(Stored data entries)
%%
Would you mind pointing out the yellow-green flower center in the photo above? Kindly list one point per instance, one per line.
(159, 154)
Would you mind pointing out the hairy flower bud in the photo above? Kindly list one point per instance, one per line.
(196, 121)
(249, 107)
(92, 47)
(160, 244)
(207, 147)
%%
Could you put every line of the material above into a JSON list of strings, one string per line and no blank lines?

### Answer to the task
[
  "Would you mind pointing out the yellow-green flower center in the photo above? Kindly list one point per instance, one per line.",
  "(159, 154)",
  "Would you mind pointing out the hairy flower bud in the photo above? Kindly list one point per instance, one per line.",
  "(196, 121)",
  "(249, 107)",
  "(92, 47)",
  "(160, 244)",
  "(207, 147)"
]